What needs to be done: Could you write out all the records once more, exactly?

Supplied records:
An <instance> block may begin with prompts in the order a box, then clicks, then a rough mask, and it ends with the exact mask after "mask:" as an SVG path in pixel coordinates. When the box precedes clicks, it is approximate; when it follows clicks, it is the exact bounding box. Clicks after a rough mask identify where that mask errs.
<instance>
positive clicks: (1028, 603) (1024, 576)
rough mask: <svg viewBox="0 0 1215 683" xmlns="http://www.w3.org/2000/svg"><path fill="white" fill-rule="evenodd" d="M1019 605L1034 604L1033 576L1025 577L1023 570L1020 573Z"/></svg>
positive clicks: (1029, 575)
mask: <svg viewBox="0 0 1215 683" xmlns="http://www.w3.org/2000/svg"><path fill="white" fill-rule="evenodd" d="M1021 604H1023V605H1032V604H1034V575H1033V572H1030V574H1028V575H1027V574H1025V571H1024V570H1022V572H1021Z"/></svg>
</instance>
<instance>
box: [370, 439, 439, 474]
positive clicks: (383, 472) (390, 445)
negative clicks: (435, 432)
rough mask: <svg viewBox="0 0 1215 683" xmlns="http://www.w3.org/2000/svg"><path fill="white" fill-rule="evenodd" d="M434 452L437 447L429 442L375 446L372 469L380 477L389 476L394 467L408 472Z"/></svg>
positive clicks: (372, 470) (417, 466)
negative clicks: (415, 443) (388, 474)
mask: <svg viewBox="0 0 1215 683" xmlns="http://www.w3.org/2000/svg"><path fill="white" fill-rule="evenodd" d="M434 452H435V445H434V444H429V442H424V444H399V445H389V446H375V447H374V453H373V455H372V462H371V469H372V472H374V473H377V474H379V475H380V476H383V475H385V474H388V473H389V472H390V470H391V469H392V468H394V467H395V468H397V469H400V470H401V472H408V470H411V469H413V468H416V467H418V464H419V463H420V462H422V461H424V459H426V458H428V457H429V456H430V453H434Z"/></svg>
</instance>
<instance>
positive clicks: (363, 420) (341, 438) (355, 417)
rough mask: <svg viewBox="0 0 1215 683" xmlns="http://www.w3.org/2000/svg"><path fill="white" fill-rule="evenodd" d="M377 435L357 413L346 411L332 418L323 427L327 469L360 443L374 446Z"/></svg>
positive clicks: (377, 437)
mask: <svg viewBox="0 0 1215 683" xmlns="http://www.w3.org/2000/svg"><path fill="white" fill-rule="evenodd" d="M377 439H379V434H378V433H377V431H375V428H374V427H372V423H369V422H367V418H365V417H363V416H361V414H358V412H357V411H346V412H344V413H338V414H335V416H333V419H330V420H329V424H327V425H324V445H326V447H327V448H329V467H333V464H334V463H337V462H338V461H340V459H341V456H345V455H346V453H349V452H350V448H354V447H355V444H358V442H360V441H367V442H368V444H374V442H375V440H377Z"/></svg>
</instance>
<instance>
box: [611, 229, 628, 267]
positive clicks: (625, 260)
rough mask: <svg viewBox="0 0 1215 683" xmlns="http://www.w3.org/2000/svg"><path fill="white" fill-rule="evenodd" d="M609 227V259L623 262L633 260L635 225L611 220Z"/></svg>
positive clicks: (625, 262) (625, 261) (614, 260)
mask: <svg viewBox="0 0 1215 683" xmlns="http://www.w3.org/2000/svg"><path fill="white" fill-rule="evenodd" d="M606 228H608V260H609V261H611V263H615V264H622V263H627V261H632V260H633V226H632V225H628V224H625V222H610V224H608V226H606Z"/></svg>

Reply:
An <instance> block may begin with prompts in the order a box, then clicks, then a rough mask, and it ends with the exact mask after "mask:" as an SVG path in pixel coordinates. When the box precedes clicks, it is approximate; when it follows clicks, it is the exact bounding box. Clicks after a rough mask identify where that mask errs.
<instance>
positive clicks: (1028, 603) (1024, 576)
rough mask: <svg viewBox="0 0 1215 683" xmlns="http://www.w3.org/2000/svg"><path fill="white" fill-rule="evenodd" d="M1019 605L1034 604L1033 576L1025 577L1023 570L1020 573Z"/></svg>
positive clicks: (1029, 575)
mask: <svg viewBox="0 0 1215 683" xmlns="http://www.w3.org/2000/svg"><path fill="white" fill-rule="evenodd" d="M1021 604H1023V605H1032V604H1034V575H1033V572H1030V574H1028V575H1027V574H1025V571H1024V570H1022V572H1021Z"/></svg>
</instance>
<instance>
box: [370, 439, 439, 474]
positive clicks: (383, 472) (390, 445)
negative clicks: (435, 432)
rough mask: <svg viewBox="0 0 1215 683" xmlns="http://www.w3.org/2000/svg"><path fill="white" fill-rule="evenodd" d="M434 452L437 447L429 442L375 446L372 469L380 477L389 476L394 467L408 472Z"/></svg>
positive clicks: (372, 470) (417, 466)
negative clicks: (415, 443) (388, 474)
mask: <svg viewBox="0 0 1215 683" xmlns="http://www.w3.org/2000/svg"><path fill="white" fill-rule="evenodd" d="M434 452H435V445H434V444H429V442H424V444H399V445H389V446H375V447H374V453H373V455H372V462H371V469H372V472H374V473H377V474H379V475H380V476H383V475H385V474H388V473H389V472H390V470H391V469H392V468H394V467H395V468H397V469H400V470H401V472H408V470H411V469H413V468H416V467H418V464H419V463H420V462H422V461H424V459H426V458H428V457H429V456H430V453H434Z"/></svg>
</instance>
<instance>
positive clicks: (363, 420) (341, 438) (355, 417)
rough mask: <svg viewBox="0 0 1215 683" xmlns="http://www.w3.org/2000/svg"><path fill="white" fill-rule="evenodd" d="M377 435L357 413L346 411L332 418L323 427L327 469L360 443L374 446Z"/></svg>
positive clicks: (377, 437)
mask: <svg viewBox="0 0 1215 683" xmlns="http://www.w3.org/2000/svg"><path fill="white" fill-rule="evenodd" d="M377 439H379V434H378V433H377V431H375V428H374V427H372V423H369V422H367V418H365V417H363V416H361V414H358V412H357V411H346V412H344V413H338V414H335V416H333V419H330V420H329V424H327V425H324V445H326V447H327V448H329V467H333V464H334V463H337V462H338V461H340V459H341V456H345V455H346V453H349V452H350V448H354V447H355V444H358V442H360V441H367V442H368V444H374V442H375V440H377Z"/></svg>
</instance>
<instance>
box: [611, 229, 628, 267]
positive clicks: (625, 260)
rough mask: <svg viewBox="0 0 1215 683" xmlns="http://www.w3.org/2000/svg"><path fill="white" fill-rule="evenodd" d="M609 227V259L623 262L633 260L635 225L611 220Z"/></svg>
positive clicks: (625, 262) (625, 261) (614, 260)
mask: <svg viewBox="0 0 1215 683" xmlns="http://www.w3.org/2000/svg"><path fill="white" fill-rule="evenodd" d="M606 228H608V260H609V261H611V263H615V264H622V263H627V261H632V260H633V226H632V225H628V224H625V222H610V224H608V226H606Z"/></svg>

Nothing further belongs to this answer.